━━━ Excerpted passage

After much research in this field, it was acknowledged that protecting an already designed cryptographic algorithm can become very costly in terms of area and clock cycles. Hence, Medwed et al. [12] proposed using two different primitives: one to achieve security against side-channel analysis, while the other is used to protect the design against mathematical cryptanalysis, as shown in Fig. 1(a). They proposed modular multiplication between the key and a random number (function \(g_k(r)\)) that can be easily protected against SCA using masking and shuffling. The random number works as an Initialization Vector for block cipher modes, and should be sent to the other party. The output is a unique secret that can be used to encrypt plain data using any block cipher. Essentially, they proposed separation of duties while still depending on the common SCA countermeasure techniques. They acknowledged that any cryptographic primitive that is built with no sound SCA countermeasure can be easily broken.

In this paper, we challenge this intuition by proposing a new primitive that is secure against SCA attacks inherently by design without requiring any redundant circuit. We follow the separation guidelines of Medwed et al. [12] to better focus on side-channel properties. However, we propose a keystream generator that can encrypt plain data of any length, as shown in Fig. 1(b). The keystream generator, Keymill, depends on a special class of NLFSRs, augmented with some implementation aspects that are hardware specific. Security of the proposed scheme depends on mixing the key bits in a novel way so that no key hypothesis that is smaller than 128 bits can break the system. Our design can be implemented using 775 GEs in 130 nm CMOS technology.

━━━━━━

— Required task a —
Repeat the passage on side-channel-resistant keystream generation from "In this paper, we" to "130 nm CMOS technology.".
The passage and the rows that follow it come from separate sources.

━━━ Supplied entries

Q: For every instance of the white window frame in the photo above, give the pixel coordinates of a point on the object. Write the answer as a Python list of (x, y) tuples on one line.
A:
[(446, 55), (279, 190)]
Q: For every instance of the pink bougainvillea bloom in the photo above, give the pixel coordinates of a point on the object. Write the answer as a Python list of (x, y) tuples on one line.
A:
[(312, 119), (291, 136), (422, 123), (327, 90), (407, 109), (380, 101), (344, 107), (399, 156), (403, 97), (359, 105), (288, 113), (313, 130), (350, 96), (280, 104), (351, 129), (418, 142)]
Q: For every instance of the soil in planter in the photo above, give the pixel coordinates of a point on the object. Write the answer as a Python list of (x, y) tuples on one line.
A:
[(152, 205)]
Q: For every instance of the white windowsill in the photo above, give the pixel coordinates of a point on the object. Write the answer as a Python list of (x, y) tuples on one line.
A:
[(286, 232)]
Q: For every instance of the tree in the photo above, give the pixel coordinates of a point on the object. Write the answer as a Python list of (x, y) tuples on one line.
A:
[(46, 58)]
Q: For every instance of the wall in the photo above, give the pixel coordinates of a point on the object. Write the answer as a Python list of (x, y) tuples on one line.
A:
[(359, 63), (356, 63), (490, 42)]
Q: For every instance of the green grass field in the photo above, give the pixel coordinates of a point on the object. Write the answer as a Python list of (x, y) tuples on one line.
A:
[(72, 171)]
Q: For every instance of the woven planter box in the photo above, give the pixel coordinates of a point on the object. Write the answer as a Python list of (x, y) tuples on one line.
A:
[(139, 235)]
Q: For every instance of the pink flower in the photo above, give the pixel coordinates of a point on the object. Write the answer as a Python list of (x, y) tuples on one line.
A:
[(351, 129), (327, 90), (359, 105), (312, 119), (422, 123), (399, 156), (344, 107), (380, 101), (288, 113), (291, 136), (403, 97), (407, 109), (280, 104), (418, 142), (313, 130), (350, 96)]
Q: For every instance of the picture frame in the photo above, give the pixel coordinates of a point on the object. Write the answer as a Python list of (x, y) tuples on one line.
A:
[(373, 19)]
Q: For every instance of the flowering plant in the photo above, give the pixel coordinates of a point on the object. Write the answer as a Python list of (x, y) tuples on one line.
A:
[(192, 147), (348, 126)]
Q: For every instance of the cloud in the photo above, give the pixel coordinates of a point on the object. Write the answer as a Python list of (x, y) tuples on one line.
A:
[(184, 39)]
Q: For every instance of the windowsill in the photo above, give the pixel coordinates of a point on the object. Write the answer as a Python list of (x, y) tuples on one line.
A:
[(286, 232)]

━━━━━━

— Required task b —
Rewrite the rows from the first line through the line containing "[(139, 235)]", switching "woven planter box" to "wicker planter box" and leaving everything else unchanged. Provide only those lines.

— Final answer a —
In this paper, we challenge this intuition by proposing a new primitive that is secure against SCA attacks inherently by design without requiring any redundant circuit. We follow the separation guidelines of Medwed et al. [12] to better focus on side-channel properties. However, we propose a keystream generator that can encrypt plain data of any length, as shown in Fig. 1(b). The keystream generator, Keymill, depends on a special class of NLFSRs, augmented with some implementation aspects that are hardware specific. Security of the proposed scheme depends on mixing the key bits in a novel way so that no key hypothesis that is smaller than 128 bits can break the system. Our design can be implemented using 775 GEs in 130 nm CMOS technology.

— Final answer b —
Q: For every instance of the white window frame in the photo above, give the pixel coordinates of a point on the object. Write the answer as a Python list of (x, y) tuples on one line.
A:
[(446, 55), (279, 190)]
Q: For every instance of the pink bougainvillea bloom in the photo above, give the pixel coordinates of a point on the object. Write the answer as a Python list of (x, y) tuples on one line.
A:
[(312, 119), (291, 136), (422, 123), (327, 90), (407, 109), (380, 101), (344, 107), (399, 156), (403, 97), (359, 105), (288, 113), (313, 130), (350, 96), (280, 104), (351, 129), (418, 142)]
Q: For every instance of the soil in planter in the photo above, give the pixel coordinates of a point on the object. Write the answer as a Python list of (x, y) tuples on one line.
A:
[(152, 205)]
Q: For every instance of the white windowsill in the photo above, give the pixel coordinates of a point on the object. Write the answer as a Python list of (x, y) tuples on one line.
A:
[(286, 232)]
Q: For every instance of the tree in the photo above, give the pixel coordinates of a point on the object. Write the answer as a Python list of (x, y) tuples on one line.
A:
[(46, 58)]
Q: For every instance of the wall in the photo above, give the pixel coordinates of a point on the object. Write the answer as a Python list of (x, y) tuples on one line.
A:
[(359, 63), (356, 63), (490, 42)]
Q: For every instance of the green grass field in the photo above, give the pixel coordinates of a point on the object. Write the answer as a Python list of (x, y) tuples on one line.
A:
[(72, 171)]
Q: For every instance of the wicker planter box in the photo above, give the pixel coordinates of a point on the object. Write the answer as a Python list of (x, y) tuples on one line.
A:
[(139, 235)]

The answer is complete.